'''

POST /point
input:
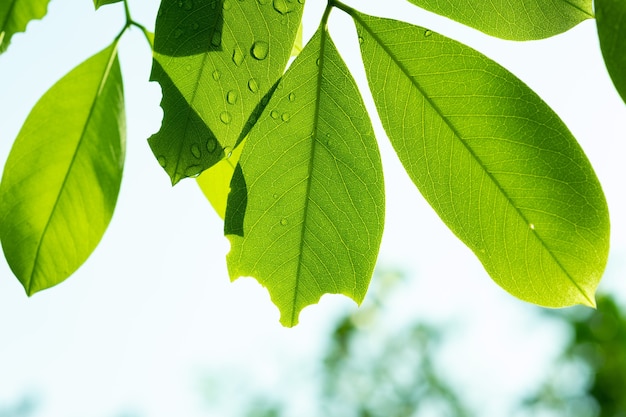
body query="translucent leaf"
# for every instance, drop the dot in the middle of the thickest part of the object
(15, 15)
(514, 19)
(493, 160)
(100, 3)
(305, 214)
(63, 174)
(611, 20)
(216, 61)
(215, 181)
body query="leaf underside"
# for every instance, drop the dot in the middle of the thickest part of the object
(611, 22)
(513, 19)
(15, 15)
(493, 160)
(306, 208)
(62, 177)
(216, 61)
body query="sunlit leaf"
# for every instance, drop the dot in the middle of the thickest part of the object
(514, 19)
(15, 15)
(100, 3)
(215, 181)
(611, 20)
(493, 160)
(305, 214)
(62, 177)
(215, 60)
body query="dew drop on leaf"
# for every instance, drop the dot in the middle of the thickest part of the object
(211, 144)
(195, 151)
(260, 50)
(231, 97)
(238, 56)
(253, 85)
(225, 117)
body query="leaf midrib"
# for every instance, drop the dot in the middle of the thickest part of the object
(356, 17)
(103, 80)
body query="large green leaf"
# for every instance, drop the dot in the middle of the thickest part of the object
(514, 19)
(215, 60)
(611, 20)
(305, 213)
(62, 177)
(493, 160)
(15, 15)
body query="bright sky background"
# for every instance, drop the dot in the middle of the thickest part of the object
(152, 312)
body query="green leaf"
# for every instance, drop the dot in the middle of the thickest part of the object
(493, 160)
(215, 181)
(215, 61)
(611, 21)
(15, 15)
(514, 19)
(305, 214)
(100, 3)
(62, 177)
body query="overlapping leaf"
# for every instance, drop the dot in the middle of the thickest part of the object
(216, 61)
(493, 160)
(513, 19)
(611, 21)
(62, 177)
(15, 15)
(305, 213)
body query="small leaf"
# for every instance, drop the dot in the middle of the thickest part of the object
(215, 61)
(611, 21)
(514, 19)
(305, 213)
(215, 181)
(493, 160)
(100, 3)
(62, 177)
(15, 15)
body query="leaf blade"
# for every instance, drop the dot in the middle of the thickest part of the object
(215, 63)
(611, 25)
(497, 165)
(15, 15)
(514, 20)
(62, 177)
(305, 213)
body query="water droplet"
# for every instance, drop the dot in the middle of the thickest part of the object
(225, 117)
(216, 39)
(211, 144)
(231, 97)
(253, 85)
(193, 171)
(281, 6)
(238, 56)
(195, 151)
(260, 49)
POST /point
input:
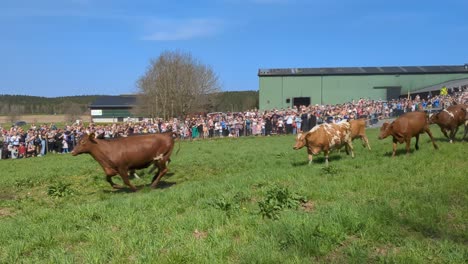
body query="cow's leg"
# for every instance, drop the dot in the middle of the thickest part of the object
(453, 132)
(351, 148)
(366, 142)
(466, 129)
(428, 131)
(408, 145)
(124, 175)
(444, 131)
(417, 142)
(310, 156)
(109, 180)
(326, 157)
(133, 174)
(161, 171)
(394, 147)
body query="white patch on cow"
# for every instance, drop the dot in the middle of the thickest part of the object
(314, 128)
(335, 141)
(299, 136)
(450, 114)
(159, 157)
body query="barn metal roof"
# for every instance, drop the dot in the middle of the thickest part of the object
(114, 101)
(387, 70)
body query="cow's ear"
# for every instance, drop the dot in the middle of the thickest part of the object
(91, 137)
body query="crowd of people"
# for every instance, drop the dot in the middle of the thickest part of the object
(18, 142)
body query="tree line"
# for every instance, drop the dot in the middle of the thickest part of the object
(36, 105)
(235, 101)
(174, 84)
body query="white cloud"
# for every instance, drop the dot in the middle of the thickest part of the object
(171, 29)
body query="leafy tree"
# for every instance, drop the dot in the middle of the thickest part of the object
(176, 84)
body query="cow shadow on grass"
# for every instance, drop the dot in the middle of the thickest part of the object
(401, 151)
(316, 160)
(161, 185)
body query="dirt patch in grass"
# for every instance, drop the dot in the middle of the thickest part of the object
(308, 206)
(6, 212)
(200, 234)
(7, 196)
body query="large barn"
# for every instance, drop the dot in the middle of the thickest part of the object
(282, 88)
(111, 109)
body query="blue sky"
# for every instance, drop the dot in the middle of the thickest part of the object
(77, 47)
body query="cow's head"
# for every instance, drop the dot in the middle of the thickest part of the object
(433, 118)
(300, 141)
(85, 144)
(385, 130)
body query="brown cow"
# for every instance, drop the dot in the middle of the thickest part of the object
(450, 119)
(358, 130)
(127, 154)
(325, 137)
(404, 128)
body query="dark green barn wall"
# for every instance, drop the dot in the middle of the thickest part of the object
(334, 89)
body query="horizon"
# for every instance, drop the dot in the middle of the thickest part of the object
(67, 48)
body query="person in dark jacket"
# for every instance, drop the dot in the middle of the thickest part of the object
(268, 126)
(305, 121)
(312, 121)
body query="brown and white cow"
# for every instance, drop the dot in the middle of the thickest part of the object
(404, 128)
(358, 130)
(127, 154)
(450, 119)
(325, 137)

'''

▸ What this task involves
Copy the listing word for word, excluding its pictures.

▸ Reply
POST /point
input:
body query="translucent leaf"
# for every instance, drop the dot in the middle of the thickest part of the object
(15, 15)
(514, 19)
(493, 160)
(100, 3)
(305, 214)
(63, 174)
(611, 20)
(216, 61)
(215, 181)
body query="leaf underside"
# for every instance, drop the dot in the middle of the thickest part of the object
(611, 22)
(513, 19)
(15, 15)
(493, 160)
(306, 208)
(62, 177)
(216, 61)
body query="sunlit leaf"
# for every instance, drop the dot in the middle of the thickest part of the object
(514, 19)
(15, 15)
(100, 3)
(215, 181)
(611, 20)
(493, 160)
(305, 214)
(62, 177)
(215, 60)
body query="dew drop on leaf"
# for every instance, drop the dot in the middle of the thickest part of the object
(211, 144)
(195, 151)
(260, 50)
(231, 97)
(238, 56)
(253, 85)
(225, 117)
body query="leaf midrib"
# for every instance, drop the dot in the middle of the thickest part of the object
(356, 17)
(103, 80)
body query="large green leaf"
# for every instance, drop the dot in the middle of the thickest part of the object
(514, 19)
(215, 60)
(611, 20)
(305, 213)
(62, 177)
(493, 160)
(15, 15)
body query="bright sky background"
# for every instance, drop the dot in the middle of the thickest part of the object
(152, 312)
body query="green leaf"
# for every instance, drop the dot in the middle of the thickest part of the object
(493, 160)
(215, 181)
(215, 61)
(611, 21)
(15, 15)
(514, 19)
(305, 214)
(100, 3)
(62, 177)
body query="overlapping leaf"
# for every instance, drop the dot in the middle of the thickest part of the object
(216, 61)
(493, 160)
(513, 19)
(611, 21)
(62, 177)
(15, 15)
(305, 213)
body query="small leaf"
# for every instance, drop the dot in the middle of the thickest part of the object
(215, 61)
(611, 21)
(514, 19)
(305, 213)
(215, 181)
(493, 160)
(100, 3)
(62, 177)
(15, 15)
body query="leaf blade"
# for every instance, drop the dot in the middle of the thickest part of the object
(215, 63)
(611, 25)
(497, 165)
(15, 15)
(514, 20)
(62, 177)
(305, 213)
body query="water droplet"
# for every instance, drop the dot in the middle of the thickest part of the object
(225, 117)
(216, 39)
(211, 144)
(231, 97)
(253, 85)
(193, 171)
(281, 6)
(238, 56)
(195, 151)
(260, 49)
POST /point
input:
body query="cow's leg"
# for every instance, drop the dot in the middle of the thickest part of the object
(453, 132)
(351, 148)
(366, 142)
(466, 129)
(428, 131)
(408, 145)
(124, 175)
(444, 131)
(417, 142)
(310, 156)
(109, 180)
(326, 157)
(133, 174)
(161, 171)
(394, 147)
body query="white patch on cow"
# for every instance, drop the dot in the middle of the thickest part of the object
(314, 128)
(335, 141)
(299, 136)
(450, 114)
(159, 157)
body query="barn metal roof"
# for every instance, drop the dot in the middle of the thickest part of the object
(114, 101)
(387, 70)
body query="cow's ear"
# for every instance, drop the dot in the middle of the thickest part of the object
(91, 137)
body query="crowd of people"
# for every instance, drop the dot in the middle of the thickest part of the object
(18, 142)
body query="tree line"
# for every instance, drop the dot in the middle of the thickest part of the object
(36, 105)
(235, 101)
(174, 84)
body query="white cloud"
# for every instance, drop the dot in the middle of the thickest part of the object
(171, 29)
body query="leafy tree"
# for every instance, drop the dot in the middle of the thickest part of the object
(176, 84)
body query="cow shadow on grass"
# for every instance, drop the dot in the middle of the thickest part of the object
(401, 151)
(316, 160)
(161, 185)
body query="dirt patch in grass"
# for every instance, drop the dot in the middle of the thickest part of the object
(308, 206)
(6, 212)
(200, 234)
(7, 196)
body query="large barn"
# for every instance, drop the dot in the middle of the thickest part of the object
(282, 88)
(111, 109)
body query="blue sky"
# for every instance, drop the dot in the middle of the thickest part of the object
(77, 47)
body query="cow's head"
# for every instance, drop the dot in the middle of the thickest part of the object
(433, 118)
(300, 141)
(85, 144)
(385, 130)
body query="brown cow"
# for every instance, drop the dot in the middle of the thickest part of the object
(450, 119)
(358, 130)
(127, 154)
(325, 137)
(404, 128)
body query="dark green barn wall"
# for every instance, drop the dot in the middle of the thickest part of the object
(334, 89)
body query="horizon"
# for every instance, drop the dot in the middle of the thickest part of the object
(67, 48)
body query="person in dark jacket"
# for every instance, drop the dot in the middle of the thickest part of the object
(268, 126)
(305, 121)
(312, 121)
body query="brown and white cow"
# for every instance, drop the dot in the middle of the thickest part of the object
(404, 128)
(358, 130)
(127, 154)
(450, 119)
(325, 137)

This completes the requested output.